◆ **Text provided**
-*-*-
A copy of the form of the letter of transmittal, including the related
notice of guaranteed delivery (the "Letters of Transmittal"), to be used by the
holders of record of the Initial Notes (the "Holders") to surrender their
Initial Notes in order to receive the Exchange Notes pursuant to the Exchange is
attached hereto as Exhibit B.
The Company hereby appoints you to act as Exchange Agent in connection with
the Exchange. In carrying out your duties as Exchange Agent, you are to act in
accordance with the following:
1. You are to mail the Prospectus and the Letters of Transmittal to all of
the Holders on the day that you are notified in writing by the Company that the
Registration Statement has become effective under the Securities Act of 1933, as
amended, and to make subsequent mailings thereof to persons who become Holders
prior to the Expiration Date as may from time to time be requested by the
Company.
2. You are to examine the Letters of Transmittal and the Initial Notes and
other documents delivered or mailed to you, by or for the Holders, prior to the
Exchange Date, to ascertain whether (i) the Letters of Transmittal are properly
executed and completed in accordance with the instructions set forth therein,
(ii) the Initial Notes are in proper form for transfer and (iii) all other
documents submitted to you are in proper form. In each case where a
<PAGE>
Letter of Transmittal or other document has been improperly executed or
completed or, for any other reason, is not in proper form, or some other
irregularity exists, you are authorized to endeavor to take such action as you
consider appropriate to notify the tenderer of such irregularity and as to the
appropriate means of resolving the same. Determination of questions as to the
proper completion or execution of the Letters of Transmittal, or as to the
proper form for transfer of the Initial Notes or as to any other irregularity in
connection with the submission of Letters of Transmittal and/or Initial Notes
and other documents in connection with the Exchange, shall be made by officers
of the Company evidenced by their written instructions or oral direction
confirmed by facsimile. Any determination made by the Company on such questions
shall be final and binding. As Exchange Agent, you are entitled to rely on any
determination by the Company as described above and shall be fully protected and
indemnified in such reliance.
3. Tender of the Initial Notes may be made only as set forth in the Letter
of Transmittal. Notwithstanding the foregoing, tenders which the Company shall
approve in writing as having been properly tendered shall be considered to be
properly tendered. Letters of Transmittal shall be recorded by you as to the
date and time of receipt and shall be preserved and retained by you. Exchange
Notes are to be issued in exchange for the Initial Notes pursuant to the
Exchange only (i) against deposit with you of the Initial Notes, together with
executed Letters of Transmittal and any other documents required by the Exchange
Offer on each business day from the execution hereof up to the Expiration Date
or (ii) in the event the holder is a participant in the Depository Trust Company
("DTC") system, by the utilization of DTC's Automated Tender Offer Program
("ATOP") and any evidence required by the Exchange Offer on each business day
from the execution hereof up to the Expiration Date.
-*-*-
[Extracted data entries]

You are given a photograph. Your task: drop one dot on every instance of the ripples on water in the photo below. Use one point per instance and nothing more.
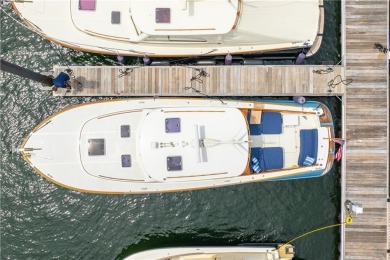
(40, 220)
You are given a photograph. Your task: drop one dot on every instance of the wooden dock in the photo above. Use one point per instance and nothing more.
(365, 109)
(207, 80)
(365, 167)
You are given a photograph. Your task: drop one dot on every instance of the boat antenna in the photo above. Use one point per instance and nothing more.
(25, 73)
-*-*-
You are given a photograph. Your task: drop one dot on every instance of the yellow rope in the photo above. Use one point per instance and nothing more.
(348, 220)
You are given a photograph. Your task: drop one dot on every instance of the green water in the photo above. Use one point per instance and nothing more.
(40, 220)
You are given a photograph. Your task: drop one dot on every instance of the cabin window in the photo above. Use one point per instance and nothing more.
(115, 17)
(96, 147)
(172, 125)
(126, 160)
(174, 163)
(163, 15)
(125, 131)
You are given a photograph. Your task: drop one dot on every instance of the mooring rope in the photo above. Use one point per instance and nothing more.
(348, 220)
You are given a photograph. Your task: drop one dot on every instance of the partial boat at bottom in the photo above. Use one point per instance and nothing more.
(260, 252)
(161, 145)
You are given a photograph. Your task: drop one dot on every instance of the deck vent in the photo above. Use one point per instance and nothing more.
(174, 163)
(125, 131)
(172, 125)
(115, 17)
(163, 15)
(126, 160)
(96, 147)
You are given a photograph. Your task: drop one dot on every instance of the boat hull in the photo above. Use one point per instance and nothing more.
-*-*-
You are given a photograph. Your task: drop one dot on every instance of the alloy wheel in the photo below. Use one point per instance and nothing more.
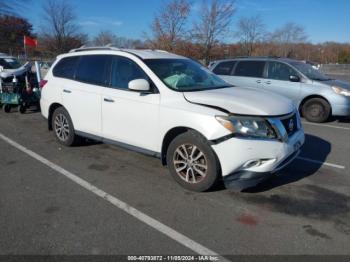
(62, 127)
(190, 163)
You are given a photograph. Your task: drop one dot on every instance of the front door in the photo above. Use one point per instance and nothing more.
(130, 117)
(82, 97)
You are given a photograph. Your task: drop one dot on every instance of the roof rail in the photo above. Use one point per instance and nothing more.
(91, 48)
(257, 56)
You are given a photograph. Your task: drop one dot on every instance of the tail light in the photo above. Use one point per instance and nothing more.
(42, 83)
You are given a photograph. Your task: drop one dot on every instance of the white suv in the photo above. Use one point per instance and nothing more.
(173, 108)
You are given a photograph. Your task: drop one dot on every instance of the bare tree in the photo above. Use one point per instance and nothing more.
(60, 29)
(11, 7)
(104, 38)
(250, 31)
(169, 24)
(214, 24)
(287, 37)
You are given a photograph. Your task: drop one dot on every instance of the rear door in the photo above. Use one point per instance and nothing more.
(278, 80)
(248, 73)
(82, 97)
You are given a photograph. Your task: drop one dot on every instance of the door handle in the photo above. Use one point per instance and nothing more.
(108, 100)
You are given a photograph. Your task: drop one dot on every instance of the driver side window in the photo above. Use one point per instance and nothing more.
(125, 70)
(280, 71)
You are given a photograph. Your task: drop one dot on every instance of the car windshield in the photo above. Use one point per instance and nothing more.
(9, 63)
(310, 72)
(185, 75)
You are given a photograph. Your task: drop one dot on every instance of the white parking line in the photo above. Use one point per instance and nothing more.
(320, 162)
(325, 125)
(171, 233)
-*-*-
◆ **Exercise task 1**
List every term in the Exchange Agent text that is defined inside parentheses and quotation marks.
◆ **Exercise task 2**
Copy the Exchange Agent text word for word, starting at "A copy of the" and ending at "as Exhibit B.".

◆ **Written reply 1**
- Letters of Transmittal
- Holders
- DTC
- ATOP

◆ **Written reply 2**
A copy of the form of the letter of transmittal, including the related
notice of guaranteed delivery (the "Letters of Transmittal"), to be used by the
holders of record of the Initial Notes (the "Holders") to surrender their
Initial Notes in order to receive the Exchange Notes pursuant to the Exchange is
attached hereto as Exhibit B.